■ GIVEN REQUEST ■
Reproduce, character for character, the part of the records that opens with their first line and closes with the line containing "# a ring inside".

■ DATA ■

-- START --

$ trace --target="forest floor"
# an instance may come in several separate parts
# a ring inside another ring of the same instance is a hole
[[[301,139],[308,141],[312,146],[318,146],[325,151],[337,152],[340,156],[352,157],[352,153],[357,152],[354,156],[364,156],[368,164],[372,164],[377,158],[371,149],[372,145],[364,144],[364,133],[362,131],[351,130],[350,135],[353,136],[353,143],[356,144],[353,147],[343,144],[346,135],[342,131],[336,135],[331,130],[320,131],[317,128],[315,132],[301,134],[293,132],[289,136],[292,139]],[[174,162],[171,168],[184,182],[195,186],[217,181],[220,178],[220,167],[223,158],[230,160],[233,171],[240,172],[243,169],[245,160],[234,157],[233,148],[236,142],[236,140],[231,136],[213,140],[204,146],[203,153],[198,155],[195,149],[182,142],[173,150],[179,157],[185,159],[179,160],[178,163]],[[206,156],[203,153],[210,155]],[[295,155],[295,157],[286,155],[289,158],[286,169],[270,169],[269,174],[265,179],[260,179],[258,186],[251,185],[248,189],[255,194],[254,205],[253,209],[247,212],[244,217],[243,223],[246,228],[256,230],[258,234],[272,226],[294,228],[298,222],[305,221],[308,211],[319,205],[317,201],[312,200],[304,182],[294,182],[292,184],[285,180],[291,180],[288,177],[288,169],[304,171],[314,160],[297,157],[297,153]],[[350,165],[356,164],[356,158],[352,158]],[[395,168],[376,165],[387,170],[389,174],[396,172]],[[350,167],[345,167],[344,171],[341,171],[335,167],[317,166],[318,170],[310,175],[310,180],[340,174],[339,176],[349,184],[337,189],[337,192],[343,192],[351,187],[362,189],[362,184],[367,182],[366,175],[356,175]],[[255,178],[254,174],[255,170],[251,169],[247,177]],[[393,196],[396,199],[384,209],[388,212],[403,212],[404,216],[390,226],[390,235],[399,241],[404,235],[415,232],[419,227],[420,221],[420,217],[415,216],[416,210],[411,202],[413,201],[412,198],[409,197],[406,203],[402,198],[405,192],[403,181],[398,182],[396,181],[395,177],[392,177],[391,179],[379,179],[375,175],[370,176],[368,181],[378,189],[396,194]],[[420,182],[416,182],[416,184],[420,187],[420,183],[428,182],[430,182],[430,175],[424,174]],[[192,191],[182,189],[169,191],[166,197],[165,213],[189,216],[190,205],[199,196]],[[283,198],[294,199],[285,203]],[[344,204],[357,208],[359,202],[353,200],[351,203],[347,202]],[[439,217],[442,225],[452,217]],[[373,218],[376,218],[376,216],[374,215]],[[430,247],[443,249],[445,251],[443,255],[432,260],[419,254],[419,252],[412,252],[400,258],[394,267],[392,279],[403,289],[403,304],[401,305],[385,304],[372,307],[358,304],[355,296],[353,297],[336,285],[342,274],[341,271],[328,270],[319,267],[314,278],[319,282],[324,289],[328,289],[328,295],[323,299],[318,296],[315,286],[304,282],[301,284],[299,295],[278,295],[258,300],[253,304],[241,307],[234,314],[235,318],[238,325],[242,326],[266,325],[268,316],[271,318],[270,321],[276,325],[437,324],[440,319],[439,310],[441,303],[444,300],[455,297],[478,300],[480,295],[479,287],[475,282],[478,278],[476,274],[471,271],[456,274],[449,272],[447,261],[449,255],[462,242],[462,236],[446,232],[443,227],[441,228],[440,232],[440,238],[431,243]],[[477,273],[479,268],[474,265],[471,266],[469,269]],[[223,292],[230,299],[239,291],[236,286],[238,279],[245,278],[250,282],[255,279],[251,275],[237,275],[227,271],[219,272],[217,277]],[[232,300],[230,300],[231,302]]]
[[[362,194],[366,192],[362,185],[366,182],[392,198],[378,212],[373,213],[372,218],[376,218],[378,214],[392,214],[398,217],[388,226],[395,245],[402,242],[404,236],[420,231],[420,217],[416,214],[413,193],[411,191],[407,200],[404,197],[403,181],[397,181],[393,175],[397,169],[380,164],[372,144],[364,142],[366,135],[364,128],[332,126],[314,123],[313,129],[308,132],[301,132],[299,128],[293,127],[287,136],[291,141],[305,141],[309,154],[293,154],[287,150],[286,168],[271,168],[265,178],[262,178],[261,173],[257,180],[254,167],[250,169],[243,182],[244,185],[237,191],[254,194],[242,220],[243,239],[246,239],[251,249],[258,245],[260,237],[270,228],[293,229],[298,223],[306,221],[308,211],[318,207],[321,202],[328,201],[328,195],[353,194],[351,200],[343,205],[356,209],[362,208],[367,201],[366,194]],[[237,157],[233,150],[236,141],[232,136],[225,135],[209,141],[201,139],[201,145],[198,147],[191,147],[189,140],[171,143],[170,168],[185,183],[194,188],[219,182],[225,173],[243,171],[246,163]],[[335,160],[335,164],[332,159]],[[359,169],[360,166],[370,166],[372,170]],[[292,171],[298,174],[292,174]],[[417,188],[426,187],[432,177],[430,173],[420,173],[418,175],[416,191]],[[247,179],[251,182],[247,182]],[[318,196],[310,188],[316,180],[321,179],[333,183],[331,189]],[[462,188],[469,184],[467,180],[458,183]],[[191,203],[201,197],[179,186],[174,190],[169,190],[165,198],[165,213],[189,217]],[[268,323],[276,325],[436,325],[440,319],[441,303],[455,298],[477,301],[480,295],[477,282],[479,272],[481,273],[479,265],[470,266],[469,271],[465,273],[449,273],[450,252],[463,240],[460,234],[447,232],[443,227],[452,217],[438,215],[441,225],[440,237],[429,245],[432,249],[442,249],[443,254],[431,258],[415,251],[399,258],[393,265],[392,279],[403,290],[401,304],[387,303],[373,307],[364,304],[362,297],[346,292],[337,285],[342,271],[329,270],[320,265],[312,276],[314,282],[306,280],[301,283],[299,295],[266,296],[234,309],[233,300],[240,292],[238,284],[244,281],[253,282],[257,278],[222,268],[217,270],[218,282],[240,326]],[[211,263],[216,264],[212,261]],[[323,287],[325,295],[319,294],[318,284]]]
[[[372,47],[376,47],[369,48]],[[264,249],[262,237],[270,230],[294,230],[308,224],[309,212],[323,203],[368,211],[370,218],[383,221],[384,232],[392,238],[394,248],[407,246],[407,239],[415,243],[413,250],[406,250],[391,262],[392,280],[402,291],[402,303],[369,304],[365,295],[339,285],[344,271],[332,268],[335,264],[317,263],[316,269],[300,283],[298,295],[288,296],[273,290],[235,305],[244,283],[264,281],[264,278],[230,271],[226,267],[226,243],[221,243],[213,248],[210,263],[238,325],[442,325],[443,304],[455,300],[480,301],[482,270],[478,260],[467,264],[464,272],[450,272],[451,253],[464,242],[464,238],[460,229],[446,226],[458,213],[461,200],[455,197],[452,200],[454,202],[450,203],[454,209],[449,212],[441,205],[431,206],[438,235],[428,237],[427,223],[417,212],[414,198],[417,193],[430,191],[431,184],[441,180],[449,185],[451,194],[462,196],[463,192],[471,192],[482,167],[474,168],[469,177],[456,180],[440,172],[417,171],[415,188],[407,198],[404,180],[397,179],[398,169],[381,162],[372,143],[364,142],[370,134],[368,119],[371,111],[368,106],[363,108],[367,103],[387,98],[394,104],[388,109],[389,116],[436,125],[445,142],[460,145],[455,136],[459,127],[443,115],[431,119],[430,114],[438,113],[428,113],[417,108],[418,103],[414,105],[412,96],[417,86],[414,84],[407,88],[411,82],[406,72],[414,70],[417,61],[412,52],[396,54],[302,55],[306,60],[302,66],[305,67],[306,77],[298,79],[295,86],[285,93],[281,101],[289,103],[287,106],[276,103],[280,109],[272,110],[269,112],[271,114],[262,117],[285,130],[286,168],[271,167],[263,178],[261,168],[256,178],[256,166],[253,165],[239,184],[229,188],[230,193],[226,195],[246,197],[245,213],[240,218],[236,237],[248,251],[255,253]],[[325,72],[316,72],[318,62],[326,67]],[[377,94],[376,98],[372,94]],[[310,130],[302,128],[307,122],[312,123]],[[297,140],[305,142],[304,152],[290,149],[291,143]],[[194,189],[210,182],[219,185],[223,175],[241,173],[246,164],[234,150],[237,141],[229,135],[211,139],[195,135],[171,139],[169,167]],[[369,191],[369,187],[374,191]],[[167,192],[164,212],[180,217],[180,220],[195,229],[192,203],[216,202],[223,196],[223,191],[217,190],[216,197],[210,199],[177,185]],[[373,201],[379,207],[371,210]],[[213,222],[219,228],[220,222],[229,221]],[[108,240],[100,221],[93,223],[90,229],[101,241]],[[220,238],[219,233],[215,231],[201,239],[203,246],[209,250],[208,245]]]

-- END --

■ ANSWER FOR THE TASK ■
$ trace --target="forest floor"
# an instance may come in several separate parts
# a ring inside another ring of the same instance is a hole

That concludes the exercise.